▶ EXERCISE OBJECTIVE
Convert the material, starting at the line containing "Give a dot for each instance of the wooden armchair, drawn" and continuing through the line containing "<point>56,480</point>", into a JSON array of strings with one string per line and blank lines omitted. Include only those lines.

▶ RAW RECORDS
★ ★ ★
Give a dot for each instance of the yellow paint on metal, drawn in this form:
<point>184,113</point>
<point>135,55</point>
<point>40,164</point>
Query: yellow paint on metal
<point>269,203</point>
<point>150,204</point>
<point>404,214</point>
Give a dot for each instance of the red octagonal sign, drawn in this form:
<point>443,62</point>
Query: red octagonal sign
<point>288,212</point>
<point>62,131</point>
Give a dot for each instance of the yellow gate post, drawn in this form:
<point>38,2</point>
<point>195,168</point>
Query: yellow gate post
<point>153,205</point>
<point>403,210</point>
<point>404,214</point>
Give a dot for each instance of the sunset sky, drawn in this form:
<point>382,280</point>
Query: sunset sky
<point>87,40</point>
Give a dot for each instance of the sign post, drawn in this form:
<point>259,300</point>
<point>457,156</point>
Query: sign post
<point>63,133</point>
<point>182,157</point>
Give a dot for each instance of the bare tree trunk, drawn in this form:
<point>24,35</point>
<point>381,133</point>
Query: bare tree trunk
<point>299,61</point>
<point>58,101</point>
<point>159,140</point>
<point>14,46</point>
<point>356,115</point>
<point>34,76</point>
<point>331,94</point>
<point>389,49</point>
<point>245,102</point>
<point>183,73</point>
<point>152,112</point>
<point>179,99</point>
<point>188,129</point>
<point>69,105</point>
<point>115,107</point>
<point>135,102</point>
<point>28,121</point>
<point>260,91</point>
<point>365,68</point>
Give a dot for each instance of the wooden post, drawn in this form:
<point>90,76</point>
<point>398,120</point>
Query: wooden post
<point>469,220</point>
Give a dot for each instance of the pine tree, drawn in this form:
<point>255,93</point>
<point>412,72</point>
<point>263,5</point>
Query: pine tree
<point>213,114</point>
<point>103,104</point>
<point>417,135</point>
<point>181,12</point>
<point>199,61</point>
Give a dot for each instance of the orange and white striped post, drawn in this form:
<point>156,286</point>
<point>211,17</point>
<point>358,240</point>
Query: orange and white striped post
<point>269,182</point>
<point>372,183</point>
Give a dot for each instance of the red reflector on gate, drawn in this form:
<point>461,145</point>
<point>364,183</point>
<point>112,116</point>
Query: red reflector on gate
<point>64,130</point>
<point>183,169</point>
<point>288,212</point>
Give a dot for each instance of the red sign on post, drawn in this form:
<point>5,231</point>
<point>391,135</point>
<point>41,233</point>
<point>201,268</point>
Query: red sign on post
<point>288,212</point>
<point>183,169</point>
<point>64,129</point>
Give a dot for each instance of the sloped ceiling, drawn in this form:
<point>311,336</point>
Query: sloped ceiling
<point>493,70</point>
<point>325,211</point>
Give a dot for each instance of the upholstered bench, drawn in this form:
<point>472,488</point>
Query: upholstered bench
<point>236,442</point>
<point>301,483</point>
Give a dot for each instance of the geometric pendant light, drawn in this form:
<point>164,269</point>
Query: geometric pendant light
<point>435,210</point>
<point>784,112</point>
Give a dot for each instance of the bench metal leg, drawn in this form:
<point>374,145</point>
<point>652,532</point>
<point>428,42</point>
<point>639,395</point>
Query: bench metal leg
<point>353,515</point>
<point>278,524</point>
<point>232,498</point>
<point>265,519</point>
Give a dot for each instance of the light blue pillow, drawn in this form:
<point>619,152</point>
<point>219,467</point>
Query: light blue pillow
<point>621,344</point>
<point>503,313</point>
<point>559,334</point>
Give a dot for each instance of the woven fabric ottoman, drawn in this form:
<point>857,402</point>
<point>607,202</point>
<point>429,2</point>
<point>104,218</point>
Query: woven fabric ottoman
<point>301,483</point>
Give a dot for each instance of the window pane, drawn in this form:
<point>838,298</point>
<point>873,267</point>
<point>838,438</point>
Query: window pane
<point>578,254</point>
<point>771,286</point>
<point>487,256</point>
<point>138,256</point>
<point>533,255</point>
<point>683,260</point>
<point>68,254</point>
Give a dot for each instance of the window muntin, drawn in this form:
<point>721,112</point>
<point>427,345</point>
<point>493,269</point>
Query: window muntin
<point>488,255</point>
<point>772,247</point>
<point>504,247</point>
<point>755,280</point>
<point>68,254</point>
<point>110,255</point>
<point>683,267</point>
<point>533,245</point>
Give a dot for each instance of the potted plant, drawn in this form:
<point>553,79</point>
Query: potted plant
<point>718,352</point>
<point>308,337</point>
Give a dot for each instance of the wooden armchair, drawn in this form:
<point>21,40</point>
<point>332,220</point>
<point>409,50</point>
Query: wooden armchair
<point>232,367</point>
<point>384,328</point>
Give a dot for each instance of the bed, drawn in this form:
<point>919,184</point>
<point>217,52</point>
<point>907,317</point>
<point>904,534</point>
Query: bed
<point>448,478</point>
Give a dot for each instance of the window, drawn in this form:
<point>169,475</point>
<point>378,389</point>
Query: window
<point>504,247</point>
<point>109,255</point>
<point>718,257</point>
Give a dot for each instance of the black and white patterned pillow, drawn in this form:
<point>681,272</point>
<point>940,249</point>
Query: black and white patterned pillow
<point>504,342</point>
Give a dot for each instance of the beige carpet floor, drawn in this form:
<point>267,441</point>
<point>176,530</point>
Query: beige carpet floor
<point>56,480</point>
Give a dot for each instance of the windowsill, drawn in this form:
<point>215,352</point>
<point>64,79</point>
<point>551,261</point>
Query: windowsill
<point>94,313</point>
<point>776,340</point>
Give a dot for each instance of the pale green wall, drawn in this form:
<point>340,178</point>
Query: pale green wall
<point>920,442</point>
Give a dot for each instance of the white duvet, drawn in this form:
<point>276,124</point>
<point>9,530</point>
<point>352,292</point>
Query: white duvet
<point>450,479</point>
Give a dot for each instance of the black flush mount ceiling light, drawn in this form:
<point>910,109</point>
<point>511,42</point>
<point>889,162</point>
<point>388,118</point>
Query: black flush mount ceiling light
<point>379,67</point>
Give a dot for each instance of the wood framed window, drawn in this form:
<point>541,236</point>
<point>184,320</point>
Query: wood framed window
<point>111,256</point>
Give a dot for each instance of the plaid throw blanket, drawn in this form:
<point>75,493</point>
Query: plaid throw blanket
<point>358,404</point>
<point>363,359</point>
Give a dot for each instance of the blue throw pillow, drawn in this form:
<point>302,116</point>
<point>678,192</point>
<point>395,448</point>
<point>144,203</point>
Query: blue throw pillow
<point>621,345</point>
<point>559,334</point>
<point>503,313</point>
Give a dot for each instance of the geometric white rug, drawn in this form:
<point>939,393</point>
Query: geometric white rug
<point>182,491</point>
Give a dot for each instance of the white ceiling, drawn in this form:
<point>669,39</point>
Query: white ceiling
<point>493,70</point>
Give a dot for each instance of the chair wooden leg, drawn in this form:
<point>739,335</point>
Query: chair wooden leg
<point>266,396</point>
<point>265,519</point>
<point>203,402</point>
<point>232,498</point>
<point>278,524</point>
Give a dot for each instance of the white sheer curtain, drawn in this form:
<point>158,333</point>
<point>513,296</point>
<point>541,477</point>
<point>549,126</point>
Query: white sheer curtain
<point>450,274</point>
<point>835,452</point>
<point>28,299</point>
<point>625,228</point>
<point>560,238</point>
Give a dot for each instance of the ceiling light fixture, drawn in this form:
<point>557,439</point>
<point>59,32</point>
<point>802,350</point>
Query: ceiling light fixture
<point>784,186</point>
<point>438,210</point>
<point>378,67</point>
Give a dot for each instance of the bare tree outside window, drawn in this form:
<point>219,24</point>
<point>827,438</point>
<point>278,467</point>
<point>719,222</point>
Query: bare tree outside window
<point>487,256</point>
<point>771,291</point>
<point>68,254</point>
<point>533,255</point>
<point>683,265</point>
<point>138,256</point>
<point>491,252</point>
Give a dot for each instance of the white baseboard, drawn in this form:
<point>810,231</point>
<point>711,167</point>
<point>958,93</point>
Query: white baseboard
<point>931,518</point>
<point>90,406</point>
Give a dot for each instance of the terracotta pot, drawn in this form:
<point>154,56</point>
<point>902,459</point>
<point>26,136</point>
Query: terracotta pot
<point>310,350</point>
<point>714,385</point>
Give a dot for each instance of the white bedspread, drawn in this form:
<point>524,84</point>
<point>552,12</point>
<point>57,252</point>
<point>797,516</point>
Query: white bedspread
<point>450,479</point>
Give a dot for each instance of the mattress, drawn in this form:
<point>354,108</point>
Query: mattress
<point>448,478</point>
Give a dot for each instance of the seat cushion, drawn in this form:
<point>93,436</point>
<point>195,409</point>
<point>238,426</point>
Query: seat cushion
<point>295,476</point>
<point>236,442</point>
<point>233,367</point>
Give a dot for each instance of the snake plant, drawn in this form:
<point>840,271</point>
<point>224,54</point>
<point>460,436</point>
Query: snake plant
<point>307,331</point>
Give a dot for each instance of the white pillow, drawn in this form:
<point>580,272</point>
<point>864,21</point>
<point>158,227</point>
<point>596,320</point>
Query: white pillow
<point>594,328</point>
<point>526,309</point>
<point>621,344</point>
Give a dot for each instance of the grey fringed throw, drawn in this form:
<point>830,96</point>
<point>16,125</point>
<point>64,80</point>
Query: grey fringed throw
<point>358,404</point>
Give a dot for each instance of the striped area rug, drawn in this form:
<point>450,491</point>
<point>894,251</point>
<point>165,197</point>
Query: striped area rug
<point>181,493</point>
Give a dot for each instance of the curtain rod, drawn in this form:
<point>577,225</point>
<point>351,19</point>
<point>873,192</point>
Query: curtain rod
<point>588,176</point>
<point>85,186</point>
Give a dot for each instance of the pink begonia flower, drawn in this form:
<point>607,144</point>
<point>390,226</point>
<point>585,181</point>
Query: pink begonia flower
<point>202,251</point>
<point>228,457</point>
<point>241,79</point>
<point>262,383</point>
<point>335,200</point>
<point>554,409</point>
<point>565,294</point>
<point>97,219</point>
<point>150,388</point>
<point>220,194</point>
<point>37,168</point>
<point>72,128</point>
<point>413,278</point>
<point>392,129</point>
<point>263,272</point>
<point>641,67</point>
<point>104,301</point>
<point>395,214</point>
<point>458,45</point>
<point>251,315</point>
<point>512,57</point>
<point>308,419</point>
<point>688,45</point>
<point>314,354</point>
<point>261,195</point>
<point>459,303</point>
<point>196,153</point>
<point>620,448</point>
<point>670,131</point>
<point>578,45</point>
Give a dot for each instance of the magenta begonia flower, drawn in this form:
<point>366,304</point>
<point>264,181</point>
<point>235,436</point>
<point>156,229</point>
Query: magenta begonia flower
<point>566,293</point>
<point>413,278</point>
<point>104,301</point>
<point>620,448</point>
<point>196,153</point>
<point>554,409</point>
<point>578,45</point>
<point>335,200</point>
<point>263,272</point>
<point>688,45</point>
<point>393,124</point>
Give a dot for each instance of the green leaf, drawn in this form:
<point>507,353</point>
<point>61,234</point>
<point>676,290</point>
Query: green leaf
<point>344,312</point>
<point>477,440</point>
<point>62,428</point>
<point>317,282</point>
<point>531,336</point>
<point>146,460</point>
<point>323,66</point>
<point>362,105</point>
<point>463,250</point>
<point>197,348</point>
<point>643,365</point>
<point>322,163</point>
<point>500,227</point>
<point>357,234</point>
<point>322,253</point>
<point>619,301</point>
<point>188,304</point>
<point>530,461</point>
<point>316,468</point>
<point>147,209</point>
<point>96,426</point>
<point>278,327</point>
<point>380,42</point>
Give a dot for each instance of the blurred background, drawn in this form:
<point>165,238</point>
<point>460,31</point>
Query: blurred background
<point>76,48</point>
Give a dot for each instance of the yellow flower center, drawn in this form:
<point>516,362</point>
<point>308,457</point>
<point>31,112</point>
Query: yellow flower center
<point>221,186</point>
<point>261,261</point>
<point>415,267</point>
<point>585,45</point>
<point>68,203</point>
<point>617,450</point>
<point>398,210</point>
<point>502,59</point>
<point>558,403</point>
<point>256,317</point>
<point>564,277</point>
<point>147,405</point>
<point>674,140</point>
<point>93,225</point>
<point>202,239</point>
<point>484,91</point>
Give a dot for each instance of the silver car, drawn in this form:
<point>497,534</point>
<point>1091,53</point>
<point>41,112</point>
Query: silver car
★ ★ ★
▶ REPLY
[
  "Give a dot for each instance of the wooden armchair, drawn in this form:",
  "<point>21,40</point>",
  "<point>332,220</point>",
  "<point>409,50</point>",
  "Query: wooden armchair",
  "<point>232,367</point>",
  "<point>384,328</point>",
  "Give a dot for each instance of the bed, drawn in this form:",
  "<point>919,184</point>",
  "<point>217,52</point>",
  "<point>907,317</point>",
  "<point>904,534</point>",
  "Query: bed",
  "<point>448,478</point>",
  "Give a dot for each instance of the window, drawn in this form:",
  "<point>169,475</point>",
  "<point>378,389</point>",
  "Query: window",
  "<point>504,247</point>",
  "<point>109,255</point>",
  "<point>718,257</point>",
  "Give a dot for each instance of the black and white patterned pillow, drawn in this form:",
  "<point>681,272</point>",
  "<point>940,249</point>",
  "Query: black and white patterned pillow",
  "<point>504,342</point>",
  "Give a dot for each instance of the beige carpet floor, drawn in this form:",
  "<point>267,441</point>",
  "<point>176,530</point>",
  "Query: beige carpet floor",
  "<point>56,480</point>"
]